PROBLEM DESCRIPTION
Starting with the line containing "Return one point per instance of the nightstand drawer" and going on through the line containing "[(230, 72)]", give those lines again with "pairs" substituted for "tuples" and everything else unchanged.

DATA
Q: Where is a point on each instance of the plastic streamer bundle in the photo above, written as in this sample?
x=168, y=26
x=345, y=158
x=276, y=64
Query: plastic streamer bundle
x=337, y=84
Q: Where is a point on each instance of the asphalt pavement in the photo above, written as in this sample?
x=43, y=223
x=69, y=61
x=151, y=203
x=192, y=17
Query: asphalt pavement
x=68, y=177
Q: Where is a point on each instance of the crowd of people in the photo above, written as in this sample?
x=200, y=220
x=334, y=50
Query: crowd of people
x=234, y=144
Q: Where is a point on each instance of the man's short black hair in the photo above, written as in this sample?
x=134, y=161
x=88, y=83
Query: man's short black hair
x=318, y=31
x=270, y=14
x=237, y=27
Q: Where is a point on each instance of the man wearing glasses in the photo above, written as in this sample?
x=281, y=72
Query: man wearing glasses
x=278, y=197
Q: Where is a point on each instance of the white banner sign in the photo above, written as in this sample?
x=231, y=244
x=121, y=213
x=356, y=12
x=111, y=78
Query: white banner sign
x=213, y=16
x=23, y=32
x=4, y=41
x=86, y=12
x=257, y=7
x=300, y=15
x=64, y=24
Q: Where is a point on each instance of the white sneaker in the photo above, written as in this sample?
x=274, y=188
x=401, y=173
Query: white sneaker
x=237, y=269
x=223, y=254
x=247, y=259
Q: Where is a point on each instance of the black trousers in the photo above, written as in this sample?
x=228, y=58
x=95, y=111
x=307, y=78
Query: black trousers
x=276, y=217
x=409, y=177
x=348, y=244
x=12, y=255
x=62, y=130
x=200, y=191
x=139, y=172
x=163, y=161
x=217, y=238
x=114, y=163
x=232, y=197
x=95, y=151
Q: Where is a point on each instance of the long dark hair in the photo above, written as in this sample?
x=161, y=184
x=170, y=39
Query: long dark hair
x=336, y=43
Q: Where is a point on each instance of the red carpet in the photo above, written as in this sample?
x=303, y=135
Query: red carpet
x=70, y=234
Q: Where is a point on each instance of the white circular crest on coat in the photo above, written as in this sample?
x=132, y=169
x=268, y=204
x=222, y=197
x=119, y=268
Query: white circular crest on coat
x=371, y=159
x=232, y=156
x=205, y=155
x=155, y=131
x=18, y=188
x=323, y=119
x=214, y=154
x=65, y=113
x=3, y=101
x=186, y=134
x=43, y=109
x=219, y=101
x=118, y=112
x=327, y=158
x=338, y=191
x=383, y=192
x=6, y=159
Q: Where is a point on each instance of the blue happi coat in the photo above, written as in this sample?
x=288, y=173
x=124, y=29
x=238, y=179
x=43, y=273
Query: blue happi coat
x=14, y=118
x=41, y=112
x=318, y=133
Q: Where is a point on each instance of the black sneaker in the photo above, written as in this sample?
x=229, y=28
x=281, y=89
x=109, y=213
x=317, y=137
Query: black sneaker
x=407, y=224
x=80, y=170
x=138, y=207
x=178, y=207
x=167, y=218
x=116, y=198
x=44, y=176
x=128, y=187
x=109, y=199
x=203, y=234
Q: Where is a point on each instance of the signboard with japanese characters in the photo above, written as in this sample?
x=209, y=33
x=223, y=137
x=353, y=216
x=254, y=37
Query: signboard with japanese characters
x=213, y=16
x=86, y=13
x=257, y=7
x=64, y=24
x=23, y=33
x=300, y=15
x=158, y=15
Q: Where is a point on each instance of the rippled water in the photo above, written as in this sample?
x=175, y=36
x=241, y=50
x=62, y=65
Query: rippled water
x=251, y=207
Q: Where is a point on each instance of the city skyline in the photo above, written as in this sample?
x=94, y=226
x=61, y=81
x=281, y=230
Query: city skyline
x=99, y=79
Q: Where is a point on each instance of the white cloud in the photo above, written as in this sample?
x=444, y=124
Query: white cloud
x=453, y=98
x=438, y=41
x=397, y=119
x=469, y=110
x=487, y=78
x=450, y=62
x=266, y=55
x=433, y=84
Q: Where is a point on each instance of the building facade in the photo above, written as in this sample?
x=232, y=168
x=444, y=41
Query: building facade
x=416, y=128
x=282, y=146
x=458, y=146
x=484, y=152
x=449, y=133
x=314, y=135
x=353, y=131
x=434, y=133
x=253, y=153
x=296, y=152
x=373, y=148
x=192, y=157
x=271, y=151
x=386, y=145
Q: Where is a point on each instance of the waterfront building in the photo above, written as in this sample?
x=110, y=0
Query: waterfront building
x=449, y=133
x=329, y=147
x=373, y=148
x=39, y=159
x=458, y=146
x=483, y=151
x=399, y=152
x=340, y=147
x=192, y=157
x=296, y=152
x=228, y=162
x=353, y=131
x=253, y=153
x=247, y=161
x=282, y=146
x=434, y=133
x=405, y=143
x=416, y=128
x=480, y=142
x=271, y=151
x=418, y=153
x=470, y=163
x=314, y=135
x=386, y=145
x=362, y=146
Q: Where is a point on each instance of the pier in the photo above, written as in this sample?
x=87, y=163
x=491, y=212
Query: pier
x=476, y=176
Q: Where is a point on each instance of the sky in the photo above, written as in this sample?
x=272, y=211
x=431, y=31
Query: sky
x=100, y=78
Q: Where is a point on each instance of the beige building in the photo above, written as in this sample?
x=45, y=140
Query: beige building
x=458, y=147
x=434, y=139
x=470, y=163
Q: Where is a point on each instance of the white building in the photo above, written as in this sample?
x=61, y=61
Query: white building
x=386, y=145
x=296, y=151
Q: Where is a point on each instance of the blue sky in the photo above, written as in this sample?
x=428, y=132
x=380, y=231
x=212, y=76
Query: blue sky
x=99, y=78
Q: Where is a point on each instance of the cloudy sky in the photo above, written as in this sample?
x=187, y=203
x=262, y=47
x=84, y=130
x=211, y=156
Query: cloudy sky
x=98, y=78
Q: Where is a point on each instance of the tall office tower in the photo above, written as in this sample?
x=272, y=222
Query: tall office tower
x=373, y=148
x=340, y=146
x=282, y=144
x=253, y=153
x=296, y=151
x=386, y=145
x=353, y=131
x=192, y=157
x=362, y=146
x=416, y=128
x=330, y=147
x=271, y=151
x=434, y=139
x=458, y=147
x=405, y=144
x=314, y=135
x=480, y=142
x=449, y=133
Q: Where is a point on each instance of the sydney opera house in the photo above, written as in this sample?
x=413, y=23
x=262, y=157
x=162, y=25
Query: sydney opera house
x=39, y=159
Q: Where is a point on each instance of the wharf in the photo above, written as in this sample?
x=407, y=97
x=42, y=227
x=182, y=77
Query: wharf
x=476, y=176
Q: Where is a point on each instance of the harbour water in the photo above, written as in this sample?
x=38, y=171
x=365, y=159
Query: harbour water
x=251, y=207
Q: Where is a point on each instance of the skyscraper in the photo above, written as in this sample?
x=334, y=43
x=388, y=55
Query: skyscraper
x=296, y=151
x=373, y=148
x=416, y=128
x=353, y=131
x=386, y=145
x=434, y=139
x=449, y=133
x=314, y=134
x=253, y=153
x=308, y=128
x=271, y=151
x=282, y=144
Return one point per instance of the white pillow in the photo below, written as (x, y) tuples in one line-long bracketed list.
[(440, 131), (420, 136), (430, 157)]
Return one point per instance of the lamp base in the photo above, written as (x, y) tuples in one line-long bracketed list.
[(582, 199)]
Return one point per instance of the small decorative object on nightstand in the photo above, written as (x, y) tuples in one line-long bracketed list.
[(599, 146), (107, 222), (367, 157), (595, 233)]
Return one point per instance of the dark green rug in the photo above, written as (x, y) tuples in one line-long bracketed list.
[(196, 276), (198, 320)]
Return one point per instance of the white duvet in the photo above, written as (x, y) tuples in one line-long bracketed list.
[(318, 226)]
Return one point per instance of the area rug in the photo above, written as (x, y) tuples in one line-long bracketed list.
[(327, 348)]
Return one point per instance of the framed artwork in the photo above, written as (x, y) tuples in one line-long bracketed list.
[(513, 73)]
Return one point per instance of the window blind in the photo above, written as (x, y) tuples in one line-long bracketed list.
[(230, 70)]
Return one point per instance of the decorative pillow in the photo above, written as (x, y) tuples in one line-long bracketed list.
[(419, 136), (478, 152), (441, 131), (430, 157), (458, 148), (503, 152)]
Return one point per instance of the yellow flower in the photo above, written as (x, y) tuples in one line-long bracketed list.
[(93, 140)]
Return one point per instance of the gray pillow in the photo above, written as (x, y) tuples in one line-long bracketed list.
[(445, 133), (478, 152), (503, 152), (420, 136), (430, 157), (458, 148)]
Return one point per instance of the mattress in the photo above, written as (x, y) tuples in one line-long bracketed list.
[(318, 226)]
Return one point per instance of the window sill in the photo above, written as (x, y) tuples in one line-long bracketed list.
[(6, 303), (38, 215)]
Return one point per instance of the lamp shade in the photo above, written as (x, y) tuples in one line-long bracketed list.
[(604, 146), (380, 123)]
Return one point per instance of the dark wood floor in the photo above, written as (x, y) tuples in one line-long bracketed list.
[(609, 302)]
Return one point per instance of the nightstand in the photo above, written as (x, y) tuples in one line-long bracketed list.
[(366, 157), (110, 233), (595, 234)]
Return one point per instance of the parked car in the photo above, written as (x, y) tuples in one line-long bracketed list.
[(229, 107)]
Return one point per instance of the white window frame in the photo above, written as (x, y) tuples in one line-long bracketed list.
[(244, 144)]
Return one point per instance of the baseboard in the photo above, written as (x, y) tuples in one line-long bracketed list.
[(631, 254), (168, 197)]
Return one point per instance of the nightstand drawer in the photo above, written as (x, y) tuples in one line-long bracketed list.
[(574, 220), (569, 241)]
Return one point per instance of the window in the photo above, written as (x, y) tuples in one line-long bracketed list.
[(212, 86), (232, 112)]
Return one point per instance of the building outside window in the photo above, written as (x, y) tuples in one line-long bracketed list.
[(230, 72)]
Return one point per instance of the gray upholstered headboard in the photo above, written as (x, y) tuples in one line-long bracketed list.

THE SOLUTION
Return one point per instance of the nightstand drawer in the photo above, written as (x, y) pairs in one line-long bracketed list.
[(574, 220), (569, 241)]
Return one point per instance of the window in the photo above, written as (x, y) pairs in one line-long bracketed list.
[(212, 86), (232, 112)]
Return one point per instance of the building outside window in the photo above, written as (x, y) pairs in one line-long bracketed list.
[(230, 72)]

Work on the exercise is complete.